### What you should do
Starting at the line below holding "x=1158 y=677" and stopping at the line holding "x=697 y=377", print every line exactly, both ends included, and leave the rest out.

Items from a dataset
--------

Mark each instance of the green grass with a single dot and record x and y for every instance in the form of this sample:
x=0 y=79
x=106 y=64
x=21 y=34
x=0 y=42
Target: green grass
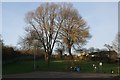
x=59 y=65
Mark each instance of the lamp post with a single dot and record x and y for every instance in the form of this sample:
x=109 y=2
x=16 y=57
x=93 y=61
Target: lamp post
x=100 y=64
x=35 y=43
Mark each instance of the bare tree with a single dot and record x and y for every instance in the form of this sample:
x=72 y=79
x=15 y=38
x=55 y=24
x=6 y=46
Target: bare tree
x=46 y=21
x=75 y=31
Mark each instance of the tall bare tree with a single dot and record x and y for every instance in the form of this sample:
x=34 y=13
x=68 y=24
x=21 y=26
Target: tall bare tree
x=75 y=31
x=51 y=22
x=46 y=21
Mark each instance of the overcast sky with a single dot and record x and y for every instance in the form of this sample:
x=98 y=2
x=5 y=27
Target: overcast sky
x=102 y=17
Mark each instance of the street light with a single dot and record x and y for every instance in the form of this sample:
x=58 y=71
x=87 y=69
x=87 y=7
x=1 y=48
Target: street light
x=100 y=64
x=35 y=43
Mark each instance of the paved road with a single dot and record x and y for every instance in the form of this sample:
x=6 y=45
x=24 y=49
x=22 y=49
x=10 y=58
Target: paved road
x=58 y=75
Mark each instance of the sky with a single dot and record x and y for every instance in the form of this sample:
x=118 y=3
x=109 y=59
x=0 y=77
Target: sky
x=101 y=17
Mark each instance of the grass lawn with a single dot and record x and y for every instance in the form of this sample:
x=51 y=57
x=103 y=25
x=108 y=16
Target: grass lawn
x=59 y=65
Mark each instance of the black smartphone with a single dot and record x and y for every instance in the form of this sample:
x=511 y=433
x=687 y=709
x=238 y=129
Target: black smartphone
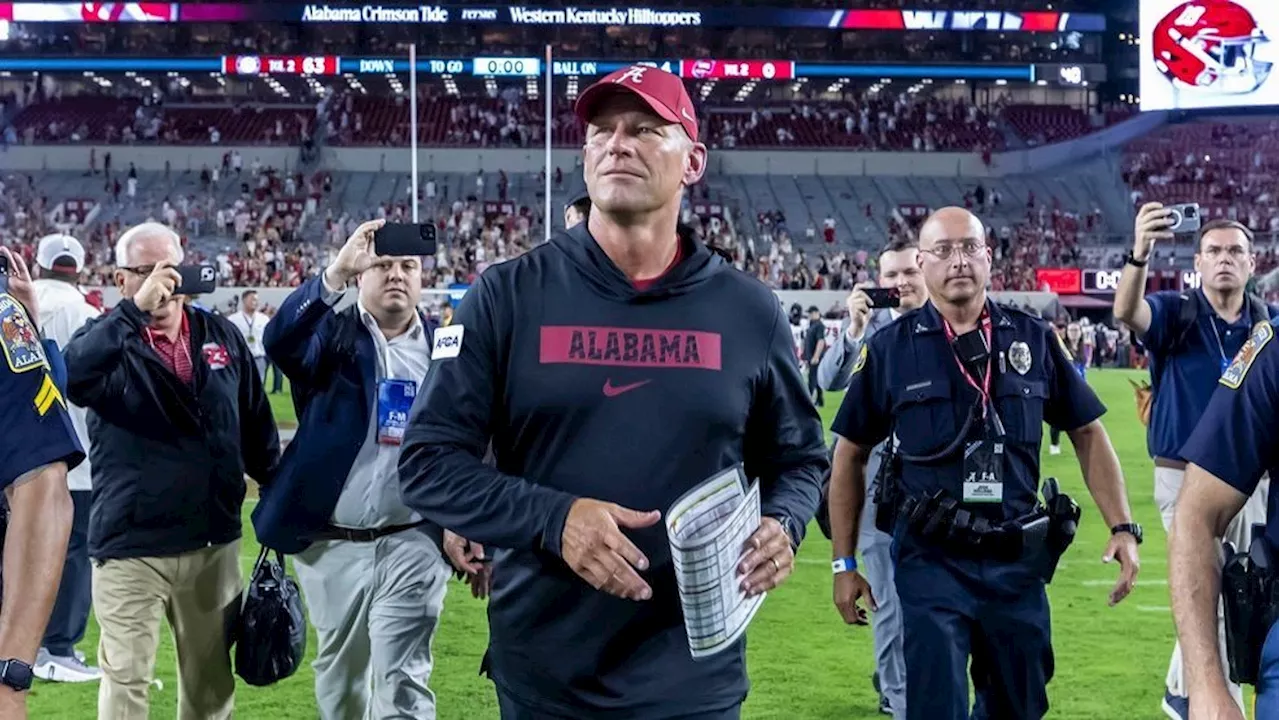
x=196 y=279
x=401 y=240
x=883 y=296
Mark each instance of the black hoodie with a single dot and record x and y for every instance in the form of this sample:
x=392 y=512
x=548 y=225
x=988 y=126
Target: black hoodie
x=588 y=387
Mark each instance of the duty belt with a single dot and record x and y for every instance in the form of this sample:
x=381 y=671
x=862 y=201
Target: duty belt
x=941 y=520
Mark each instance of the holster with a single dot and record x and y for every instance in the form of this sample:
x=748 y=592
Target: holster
x=888 y=492
x=1064 y=519
x=1248 y=607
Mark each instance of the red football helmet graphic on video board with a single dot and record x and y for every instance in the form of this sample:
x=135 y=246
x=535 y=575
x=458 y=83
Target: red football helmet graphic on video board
x=1210 y=45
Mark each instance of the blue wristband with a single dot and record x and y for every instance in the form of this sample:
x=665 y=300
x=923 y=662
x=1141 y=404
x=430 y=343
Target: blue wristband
x=844 y=565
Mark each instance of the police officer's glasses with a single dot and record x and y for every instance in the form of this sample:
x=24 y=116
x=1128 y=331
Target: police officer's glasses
x=945 y=250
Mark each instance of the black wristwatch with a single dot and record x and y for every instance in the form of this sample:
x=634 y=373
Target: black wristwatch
x=16 y=674
x=1132 y=528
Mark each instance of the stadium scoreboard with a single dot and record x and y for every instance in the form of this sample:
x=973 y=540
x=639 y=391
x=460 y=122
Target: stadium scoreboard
x=282 y=64
x=695 y=69
x=506 y=67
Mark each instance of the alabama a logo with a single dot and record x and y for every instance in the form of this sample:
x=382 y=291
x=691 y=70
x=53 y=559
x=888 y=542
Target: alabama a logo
x=18 y=337
x=1234 y=374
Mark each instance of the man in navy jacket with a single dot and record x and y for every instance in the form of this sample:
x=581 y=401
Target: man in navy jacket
x=612 y=369
x=370 y=568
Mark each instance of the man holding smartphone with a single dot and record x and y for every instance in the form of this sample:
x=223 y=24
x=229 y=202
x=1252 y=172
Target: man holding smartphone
x=1191 y=338
x=177 y=418
x=371 y=569
x=900 y=274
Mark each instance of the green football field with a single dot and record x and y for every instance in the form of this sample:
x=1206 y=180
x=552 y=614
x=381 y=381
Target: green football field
x=804 y=662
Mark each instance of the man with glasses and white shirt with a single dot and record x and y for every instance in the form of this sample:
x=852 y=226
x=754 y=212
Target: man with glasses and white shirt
x=897 y=270
x=371 y=570
x=252 y=326
x=63 y=310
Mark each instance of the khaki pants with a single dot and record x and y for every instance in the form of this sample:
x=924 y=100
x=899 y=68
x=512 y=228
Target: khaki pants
x=199 y=593
x=1169 y=482
x=375 y=607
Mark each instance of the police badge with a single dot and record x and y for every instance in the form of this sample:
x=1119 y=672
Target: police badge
x=18 y=337
x=862 y=360
x=1020 y=356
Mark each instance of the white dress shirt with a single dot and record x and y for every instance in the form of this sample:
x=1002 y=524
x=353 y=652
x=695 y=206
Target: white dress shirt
x=63 y=310
x=371 y=496
x=251 y=326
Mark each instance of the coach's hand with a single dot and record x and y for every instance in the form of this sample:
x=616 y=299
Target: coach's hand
x=1214 y=706
x=158 y=288
x=769 y=557
x=467 y=559
x=850 y=587
x=1123 y=548
x=594 y=547
x=1153 y=222
x=356 y=256
x=859 y=309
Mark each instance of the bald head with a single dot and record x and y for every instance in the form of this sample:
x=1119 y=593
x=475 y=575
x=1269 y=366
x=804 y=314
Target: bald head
x=951 y=224
x=954 y=255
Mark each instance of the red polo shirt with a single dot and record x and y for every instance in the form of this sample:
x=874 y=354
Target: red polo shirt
x=176 y=354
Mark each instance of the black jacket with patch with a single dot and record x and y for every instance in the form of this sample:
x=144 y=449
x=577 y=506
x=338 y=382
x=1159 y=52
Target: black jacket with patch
x=168 y=459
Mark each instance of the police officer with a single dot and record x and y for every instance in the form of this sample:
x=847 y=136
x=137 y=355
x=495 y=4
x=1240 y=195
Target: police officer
x=1235 y=441
x=37 y=447
x=965 y=386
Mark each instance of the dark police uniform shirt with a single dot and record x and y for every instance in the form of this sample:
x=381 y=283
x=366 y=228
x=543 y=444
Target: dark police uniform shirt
x=36 y=427
x=1238 y=437
x=908 y=374
x=1184 y=376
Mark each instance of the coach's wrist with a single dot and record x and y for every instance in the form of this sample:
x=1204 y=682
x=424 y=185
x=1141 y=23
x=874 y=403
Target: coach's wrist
x=553 y=528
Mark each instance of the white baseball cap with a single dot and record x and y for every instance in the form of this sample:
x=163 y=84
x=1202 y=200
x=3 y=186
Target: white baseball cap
x=54 y=246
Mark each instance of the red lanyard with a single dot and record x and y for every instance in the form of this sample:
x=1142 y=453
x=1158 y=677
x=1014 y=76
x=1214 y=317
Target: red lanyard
x=984 y=388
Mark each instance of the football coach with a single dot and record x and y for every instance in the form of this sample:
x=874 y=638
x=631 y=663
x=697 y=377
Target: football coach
x=613 y=368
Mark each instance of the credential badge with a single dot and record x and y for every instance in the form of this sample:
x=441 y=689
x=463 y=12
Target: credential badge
x=1020 y=356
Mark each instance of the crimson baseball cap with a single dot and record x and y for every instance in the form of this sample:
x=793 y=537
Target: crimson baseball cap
x=663 y=92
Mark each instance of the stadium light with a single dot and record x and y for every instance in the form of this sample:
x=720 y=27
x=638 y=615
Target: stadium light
x=412 y=124
x=547 y=171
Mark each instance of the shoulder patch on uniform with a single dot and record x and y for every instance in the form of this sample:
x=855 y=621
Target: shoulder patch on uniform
x=447 y=342
x=1239 y=368
x=1061 y=342
x=18 y=337
x=48 y=396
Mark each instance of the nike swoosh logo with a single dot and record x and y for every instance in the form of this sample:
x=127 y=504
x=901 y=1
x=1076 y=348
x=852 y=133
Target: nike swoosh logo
x=613 y=391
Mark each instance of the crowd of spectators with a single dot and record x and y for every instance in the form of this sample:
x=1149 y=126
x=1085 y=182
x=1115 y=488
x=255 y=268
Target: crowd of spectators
x=801 y=115
x=1229 y=169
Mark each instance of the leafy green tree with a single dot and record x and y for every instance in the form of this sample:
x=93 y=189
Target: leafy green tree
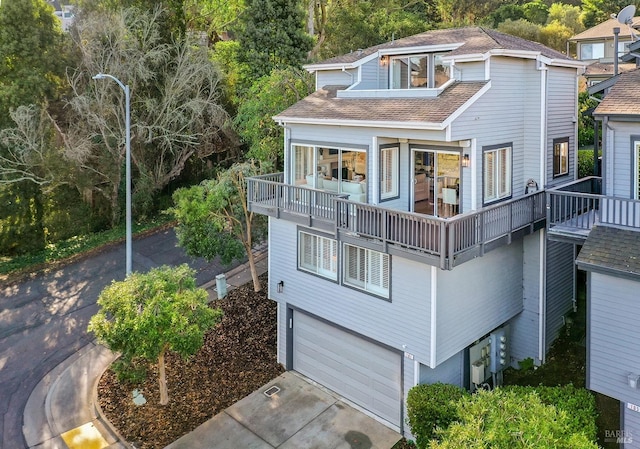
x=521 y=28
x=502 y=419
x=147 y=315
x=272 y=35
x=176 y=112
x=214 y=218
x=267 y=97
x=32 y=62
x=598 y=11
x=536 y=11
x=555 y=35
x=568 y=15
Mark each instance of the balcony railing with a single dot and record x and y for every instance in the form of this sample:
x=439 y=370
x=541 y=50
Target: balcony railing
x=574 y=208
x=443 y=242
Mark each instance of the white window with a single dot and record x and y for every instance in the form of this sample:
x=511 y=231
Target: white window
x=592 y=51
x=318 y=255
x=497 y=173
x=389 y=175
x=366 y=269
x=636 y=145
x=560 y=157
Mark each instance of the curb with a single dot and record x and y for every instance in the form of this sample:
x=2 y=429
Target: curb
x=99 y=413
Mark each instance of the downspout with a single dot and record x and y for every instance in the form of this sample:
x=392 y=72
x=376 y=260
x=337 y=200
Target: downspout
x=542 y=307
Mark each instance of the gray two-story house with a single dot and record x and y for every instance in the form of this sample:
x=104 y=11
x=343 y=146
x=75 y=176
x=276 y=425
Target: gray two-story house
x=407 y=238
x=601 y=215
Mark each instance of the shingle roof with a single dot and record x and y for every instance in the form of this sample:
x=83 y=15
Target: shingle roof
x=624 y=96
x=600 y=68
x=473 y=39
x=605 y=30
x=324 y=105
x=611 y=250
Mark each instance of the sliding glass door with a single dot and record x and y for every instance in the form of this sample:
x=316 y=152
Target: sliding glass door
x=436 y=182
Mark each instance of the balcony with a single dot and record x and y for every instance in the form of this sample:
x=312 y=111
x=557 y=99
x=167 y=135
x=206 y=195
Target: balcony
x=574 y=208
x=440 y=242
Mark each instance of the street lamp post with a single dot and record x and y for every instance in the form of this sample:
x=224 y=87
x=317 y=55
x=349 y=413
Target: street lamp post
x=124 y=87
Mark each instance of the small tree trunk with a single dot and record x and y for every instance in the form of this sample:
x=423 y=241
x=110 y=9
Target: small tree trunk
x=254 y=272
x=162 y=380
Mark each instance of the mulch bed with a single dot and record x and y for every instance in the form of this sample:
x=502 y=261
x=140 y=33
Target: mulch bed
x=238 y=357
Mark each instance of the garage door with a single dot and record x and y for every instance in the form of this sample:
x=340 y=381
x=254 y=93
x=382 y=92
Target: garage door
x=358 y=369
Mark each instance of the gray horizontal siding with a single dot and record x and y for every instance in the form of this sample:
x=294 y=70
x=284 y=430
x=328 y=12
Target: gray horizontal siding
x=614 y=314
x=562 y=95
x=477 y=297
x=525 y=327
x=335 y=78
x=559 y=288
x=449 y=372
x=631 y=427
x=619 y=182
x=402 y=323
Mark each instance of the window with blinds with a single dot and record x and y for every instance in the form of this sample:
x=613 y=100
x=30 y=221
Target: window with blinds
x=367 y=270
x=389 y=174
x=560 y=157
x=636 y=145
x=497 y=173
x=318 y=255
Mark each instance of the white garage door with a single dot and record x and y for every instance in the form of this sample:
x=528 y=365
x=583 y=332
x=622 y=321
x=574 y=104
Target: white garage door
x=358 y=369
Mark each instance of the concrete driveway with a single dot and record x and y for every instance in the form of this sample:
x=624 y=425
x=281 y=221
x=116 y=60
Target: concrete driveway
x=294 y=415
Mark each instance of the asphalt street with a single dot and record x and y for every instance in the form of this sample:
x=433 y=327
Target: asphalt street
x=44 y=320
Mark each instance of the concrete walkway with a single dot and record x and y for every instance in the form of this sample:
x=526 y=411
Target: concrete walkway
x=62 y=412
x=289 y=413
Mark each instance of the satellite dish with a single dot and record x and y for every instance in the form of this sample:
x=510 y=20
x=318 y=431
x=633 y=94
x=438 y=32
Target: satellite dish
x=625 y=16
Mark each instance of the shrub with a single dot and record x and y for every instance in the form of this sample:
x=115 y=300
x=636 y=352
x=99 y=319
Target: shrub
x=507 y=419
x=430 y=406
x=578 y=403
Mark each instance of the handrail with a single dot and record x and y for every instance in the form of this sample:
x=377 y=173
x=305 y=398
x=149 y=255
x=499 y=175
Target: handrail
x=434 y=236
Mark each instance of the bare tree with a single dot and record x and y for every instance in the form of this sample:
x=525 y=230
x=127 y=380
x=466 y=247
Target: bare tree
x=175 y=110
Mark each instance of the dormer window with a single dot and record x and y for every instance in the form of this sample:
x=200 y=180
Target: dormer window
x=418 y=71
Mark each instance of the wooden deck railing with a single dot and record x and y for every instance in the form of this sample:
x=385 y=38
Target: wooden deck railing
x=441 y=239
x=576 y=207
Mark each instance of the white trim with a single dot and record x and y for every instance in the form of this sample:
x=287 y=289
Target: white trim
x=458 y=112
x=543 y=126
x=433 y=324
x=362 y=123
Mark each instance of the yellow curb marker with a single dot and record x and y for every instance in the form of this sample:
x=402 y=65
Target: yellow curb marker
x=84 y=437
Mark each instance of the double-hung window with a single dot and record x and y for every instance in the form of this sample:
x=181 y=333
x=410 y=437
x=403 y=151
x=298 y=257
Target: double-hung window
x=389 y=172
x=636 y=166
x=497 y=173
x=318 y=255
x=367 y=270
x=560 y=157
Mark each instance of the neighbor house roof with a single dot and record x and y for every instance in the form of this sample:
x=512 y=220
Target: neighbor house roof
x=611 y=250
x=624 y=96
x=323 y=105
x=605 y=30
x=472 y=40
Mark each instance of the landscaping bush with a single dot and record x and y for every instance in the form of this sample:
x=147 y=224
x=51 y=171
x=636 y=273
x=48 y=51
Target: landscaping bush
x=430 y=406
x=578 y=403
x=508 y=419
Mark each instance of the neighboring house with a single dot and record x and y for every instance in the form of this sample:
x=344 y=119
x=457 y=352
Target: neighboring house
x=602 y=215
x=64 y=13
x=595 y=46
x=407 y=233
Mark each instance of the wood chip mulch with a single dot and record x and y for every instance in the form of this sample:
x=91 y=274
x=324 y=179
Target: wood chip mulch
x=238 y=357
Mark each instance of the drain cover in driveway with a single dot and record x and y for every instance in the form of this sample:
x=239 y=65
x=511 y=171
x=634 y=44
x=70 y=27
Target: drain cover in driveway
x=271 y=391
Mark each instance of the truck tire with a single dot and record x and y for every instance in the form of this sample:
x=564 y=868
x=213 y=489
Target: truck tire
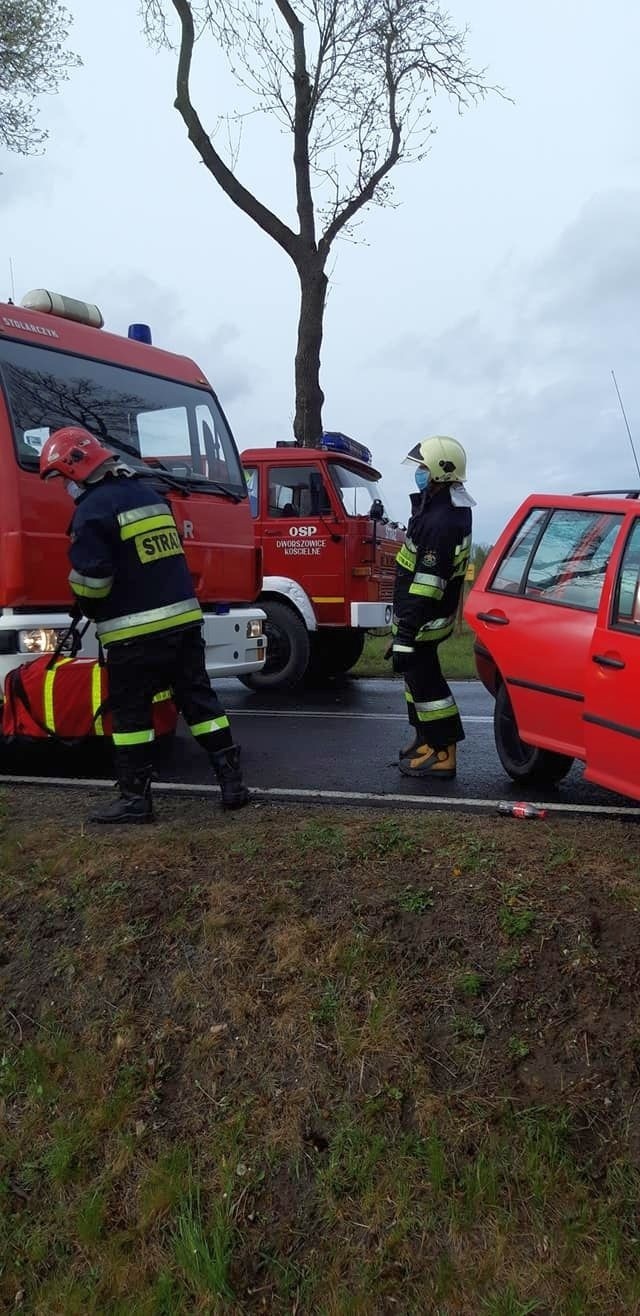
x=335 y=652
x=520 y=761
x=287 y=649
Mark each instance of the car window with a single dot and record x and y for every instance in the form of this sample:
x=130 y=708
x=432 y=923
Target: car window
x=572 y=558
x=510 y=571
x=627 y=596
x=296 y=491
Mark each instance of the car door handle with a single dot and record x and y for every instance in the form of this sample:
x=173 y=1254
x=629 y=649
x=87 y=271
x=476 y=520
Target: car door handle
x=605 y=661
x=495 y=619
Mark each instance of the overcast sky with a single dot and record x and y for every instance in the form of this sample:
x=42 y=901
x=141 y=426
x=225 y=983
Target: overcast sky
x=491 y=303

--------

### Reply to the task
x=1158 y=677
x=1014 y=76
x=1214 y=317
Target: red lanyard
x=984 y=388
Mark each instance of the football coach with a single dot and record x and y for every instance in the form of this sample:
x=874 y=638
x=631 y=663
x=697 y=377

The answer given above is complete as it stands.